* [Material provided]:
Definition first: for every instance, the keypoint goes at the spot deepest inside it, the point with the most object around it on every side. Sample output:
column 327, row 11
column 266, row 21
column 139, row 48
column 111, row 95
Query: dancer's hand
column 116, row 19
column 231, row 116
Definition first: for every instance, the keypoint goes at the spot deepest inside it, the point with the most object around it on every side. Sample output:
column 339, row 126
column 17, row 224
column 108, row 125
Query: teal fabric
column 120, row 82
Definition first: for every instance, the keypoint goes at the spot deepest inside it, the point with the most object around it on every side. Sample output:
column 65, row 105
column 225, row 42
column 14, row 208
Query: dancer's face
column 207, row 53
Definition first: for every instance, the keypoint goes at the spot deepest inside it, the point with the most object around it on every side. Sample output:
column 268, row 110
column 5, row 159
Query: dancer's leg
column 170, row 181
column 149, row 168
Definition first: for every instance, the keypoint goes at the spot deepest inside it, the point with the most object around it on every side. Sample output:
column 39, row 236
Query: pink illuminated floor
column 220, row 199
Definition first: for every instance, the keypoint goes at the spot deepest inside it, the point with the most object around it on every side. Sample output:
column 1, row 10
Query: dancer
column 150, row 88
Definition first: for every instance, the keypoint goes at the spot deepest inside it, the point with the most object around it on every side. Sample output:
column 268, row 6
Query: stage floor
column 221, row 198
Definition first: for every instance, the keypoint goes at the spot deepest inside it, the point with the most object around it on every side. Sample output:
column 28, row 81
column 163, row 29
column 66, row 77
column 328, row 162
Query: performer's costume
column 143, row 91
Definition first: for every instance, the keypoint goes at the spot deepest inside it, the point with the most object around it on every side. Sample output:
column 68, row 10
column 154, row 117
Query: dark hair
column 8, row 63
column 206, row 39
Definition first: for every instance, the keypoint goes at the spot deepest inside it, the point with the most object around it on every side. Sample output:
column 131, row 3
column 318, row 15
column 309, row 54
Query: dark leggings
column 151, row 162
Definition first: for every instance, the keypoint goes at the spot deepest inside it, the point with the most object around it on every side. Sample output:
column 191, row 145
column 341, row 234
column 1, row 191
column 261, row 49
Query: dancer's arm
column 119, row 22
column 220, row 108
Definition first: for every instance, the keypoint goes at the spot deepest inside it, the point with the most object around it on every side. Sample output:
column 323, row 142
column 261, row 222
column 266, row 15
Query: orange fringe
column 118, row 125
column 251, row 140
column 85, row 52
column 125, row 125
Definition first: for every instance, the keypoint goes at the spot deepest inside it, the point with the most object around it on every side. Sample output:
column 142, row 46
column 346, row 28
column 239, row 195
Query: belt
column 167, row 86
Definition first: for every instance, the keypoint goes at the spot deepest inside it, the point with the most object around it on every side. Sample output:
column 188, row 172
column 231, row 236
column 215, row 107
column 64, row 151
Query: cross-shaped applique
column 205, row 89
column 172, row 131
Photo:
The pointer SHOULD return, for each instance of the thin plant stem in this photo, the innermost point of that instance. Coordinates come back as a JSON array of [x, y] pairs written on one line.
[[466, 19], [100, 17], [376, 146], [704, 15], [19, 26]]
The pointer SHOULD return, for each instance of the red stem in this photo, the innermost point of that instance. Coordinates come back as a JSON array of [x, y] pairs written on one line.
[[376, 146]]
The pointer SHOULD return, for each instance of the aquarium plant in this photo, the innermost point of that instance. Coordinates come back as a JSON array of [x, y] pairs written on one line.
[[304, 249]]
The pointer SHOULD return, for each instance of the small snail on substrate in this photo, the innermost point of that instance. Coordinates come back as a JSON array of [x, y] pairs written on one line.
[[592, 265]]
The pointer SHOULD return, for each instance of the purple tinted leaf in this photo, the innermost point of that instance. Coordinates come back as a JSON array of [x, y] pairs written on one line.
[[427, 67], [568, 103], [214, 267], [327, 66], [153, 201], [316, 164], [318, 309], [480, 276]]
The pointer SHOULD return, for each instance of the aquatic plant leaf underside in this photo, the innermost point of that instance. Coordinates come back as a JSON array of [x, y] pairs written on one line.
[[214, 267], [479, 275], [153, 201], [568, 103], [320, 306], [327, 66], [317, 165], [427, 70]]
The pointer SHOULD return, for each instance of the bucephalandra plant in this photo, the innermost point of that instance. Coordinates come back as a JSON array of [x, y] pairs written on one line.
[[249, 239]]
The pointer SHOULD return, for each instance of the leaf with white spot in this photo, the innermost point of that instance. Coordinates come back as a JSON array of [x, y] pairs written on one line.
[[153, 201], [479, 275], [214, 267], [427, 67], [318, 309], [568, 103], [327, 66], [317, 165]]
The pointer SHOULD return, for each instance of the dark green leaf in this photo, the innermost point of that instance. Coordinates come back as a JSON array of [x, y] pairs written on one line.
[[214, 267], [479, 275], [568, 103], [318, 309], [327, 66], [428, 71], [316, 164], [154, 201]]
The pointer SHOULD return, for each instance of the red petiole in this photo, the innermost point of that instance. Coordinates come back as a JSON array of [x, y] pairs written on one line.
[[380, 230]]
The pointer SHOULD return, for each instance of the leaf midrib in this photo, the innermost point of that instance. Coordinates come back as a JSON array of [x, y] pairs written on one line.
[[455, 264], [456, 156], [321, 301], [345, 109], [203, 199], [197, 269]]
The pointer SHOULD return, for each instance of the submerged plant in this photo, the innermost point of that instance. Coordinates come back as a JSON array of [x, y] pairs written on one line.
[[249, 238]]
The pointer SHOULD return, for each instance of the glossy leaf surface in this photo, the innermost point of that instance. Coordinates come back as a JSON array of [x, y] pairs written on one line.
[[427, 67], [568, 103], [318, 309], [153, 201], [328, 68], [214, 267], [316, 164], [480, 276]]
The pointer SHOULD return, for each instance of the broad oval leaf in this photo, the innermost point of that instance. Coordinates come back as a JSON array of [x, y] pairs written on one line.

* [To do]:
From the records above, repeat exactly the lines from the one with "column 1, row 10" through the one with "column 191, row 145", both included.

* [Output for this task]:
column 1, row 10
Query: dancer
column 150, row 88
Definition first: for every instance, the keypoint goes at the spot deepest inside it, the point with the most object around it on every side. Sample output:
column 268, row 6
Query: stage floor
column 221, row 198
Definition first: for every instance, the keypoint goes at the spot deepest inside it, the point with the most object around it on every side. Sample output:
column 28, row 81
column 163, row 29
column 66, row 77
column 328, row 162
Query: performer's costume
column 143, row 91
Definition first: for every instance, the keypoint goes at the spot deepest inside it, the point with the most object around it on every side. Sample output:
column 68, row 10
column 154, row 117
Query: dark hair
column 8, row 63
column 206, row 39
Definition first: for every instance, the keypoint goes at the spot deepest inside it, the point with the most object around it on every side. Sample output:
column 131, row 3
column 318, row 15
column 309, row 54
Query: dark leggings
column 151, row 162
Definition first: for every instance, the keypoint goes at the spot deepest inside it, the point with the most object around it on every side. Sample output:
column 191, row 145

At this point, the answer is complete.